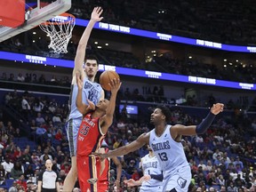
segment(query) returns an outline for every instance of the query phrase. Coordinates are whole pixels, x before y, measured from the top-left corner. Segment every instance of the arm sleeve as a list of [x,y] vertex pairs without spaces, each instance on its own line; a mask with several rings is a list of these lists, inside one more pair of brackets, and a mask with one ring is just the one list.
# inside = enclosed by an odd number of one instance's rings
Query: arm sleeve
[[157,180],[159,181],[162,181],[164,177],[163,177],[163,173],[162,174],[149,174],[151,179],[154,179],[154,180]]
[[39,180],[43,180],[43,174],[44,174],[44,172],[41,172],[40,173],[39,173],[39,175],[38,175],[38,181]]
[[204,120],[203,120],[201,122],[201,124],[199,124],[198,125],[196,125],[196,134],[203,134],[206,132],[206,130],[210,127],[210,125],[212,124],[212,123],[213,122],[214,118],[215,118],[215,115],[212,114],[212,112],[210,112],[206,118],[204,118]]

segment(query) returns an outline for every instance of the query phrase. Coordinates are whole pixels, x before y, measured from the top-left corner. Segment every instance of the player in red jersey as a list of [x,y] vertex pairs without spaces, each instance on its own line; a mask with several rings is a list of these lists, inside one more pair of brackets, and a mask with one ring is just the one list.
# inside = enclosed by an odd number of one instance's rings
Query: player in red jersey
[[[108,153],[108,146],[106,143],[105,140],[103,140],[100,148],[98,150],[99,153]],[[122,174],[122,164],[118,160],[116,156],[111,158],[114,164],[116,166],[116,179],[114,183],[116,186],[117,189],[119,190],[120,188],[120,179]],[[100,192],[106,192],[109,190],[109,169],[110,169],[110,158],[106,158],[103,161],[100,159],[97,160],[97,164],[100,164],[100,178],[97,181],[98,185],[98,191]],[[99,165],[98,165],[99,166]]]
[[[79,75],[76,75],[76,84],[78,86],[76,97],[77,108],[83,106],[86,108],[92,108],[82,102],[83,81]],[[76,155],[78,180],[81,191],[83,192],[97,191],[96,181],[97,178],[100,178],[100,171],[97,172],[96,157],[90,155],[100,148],[101,141],[108,127],[112,124],[116,94],[121,84],[120,79],[113,79],[110,82],[110,100],[100,100],[93,111],[84,112],[84,114],[83,114],[83,121],[77,135]],[[89,101],[89,105],[92,107],[93,104]],[[98,169],[100,169],[100,167],[98,167]]]

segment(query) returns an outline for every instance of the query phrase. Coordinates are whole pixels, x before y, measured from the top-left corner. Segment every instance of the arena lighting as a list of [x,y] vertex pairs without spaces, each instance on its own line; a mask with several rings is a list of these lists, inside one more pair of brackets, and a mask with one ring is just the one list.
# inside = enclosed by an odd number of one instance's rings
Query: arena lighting
[[[74,68],[74,60],[60,60],[55,58],[47,58],[42,56],[20,54],[7,52],[0,52],[0,59],[14,61],[17,60],[21,62],[23,61],[31,64],[42,64],[42,65],[56,66],[63,68]],[[22,65],[21,62],[20,63],[20,65]],[[115,70],[120,75],[140,76],[145,78],[156,78],[156,79],[182,82],[182,83],[256,91],[256,84],[253,84],[239,82],[230,82],[230,81],[223,81],[223,80],[200,77],[200,76],[180,76],[180,75],[167,74],[156,71],[120,68],[104,64],[100,64],[99,69],[100,71]]]
[[[89,20],[76,19],[76,25],[86,27]],[[94,28],[107,30],[111,32],[116,32],[121,34],[128,34],[133,36],[139,36],[153,39],[160,39],[168,42],[176,42],[185,44],[191,44],[195,46],[202,46],[206,48],[228,51],[228,52],[256,52],[256,46],[240,46],[240,45],[230,45],[224,44],[216,42],[205,41],[202,39],[193,39],[188,37],[182,37],[178,36],[172,36],[168,34],[162,34],[153,31],[141,30],[138,28],[132,28],[124,26],[114,25],[110,23],[98,22],[95,24]]]

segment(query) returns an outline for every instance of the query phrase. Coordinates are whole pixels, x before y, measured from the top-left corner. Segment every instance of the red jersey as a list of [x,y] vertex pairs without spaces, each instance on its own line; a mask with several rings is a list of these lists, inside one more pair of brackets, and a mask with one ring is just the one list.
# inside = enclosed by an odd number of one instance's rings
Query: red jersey
[[92,118],[92,113],[84,116],[77,135],[77,156],[88,156],[100,147],[104,134],[99,118]]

|---|

**Problem description**: Copy every line again, requests included, from the line that contains "the red jersey" through the last line of the rows. Shift each coordinate in the answer outlines by -105.

**Finished task**:
segment(query) returns an outline for every instance of the query phrase. Coordinates are whole pixels, x before y, measured from the top-left corner. Segment every instance of the red jersey as a list of [x,y] vertex pairs without spaces, each instance on its own line; a mask with several rings is a list of these lists, inside one more pair of brackets, and a mask with one ring is just the one list.
# inside = enclosed by an odd number of one instance's rings
Query: red jersey
[[-13,13],[-13,8],[-21,11],[-28,30],[-28,51],[-17,51],[-5,42],[-1,29],[-6,13]]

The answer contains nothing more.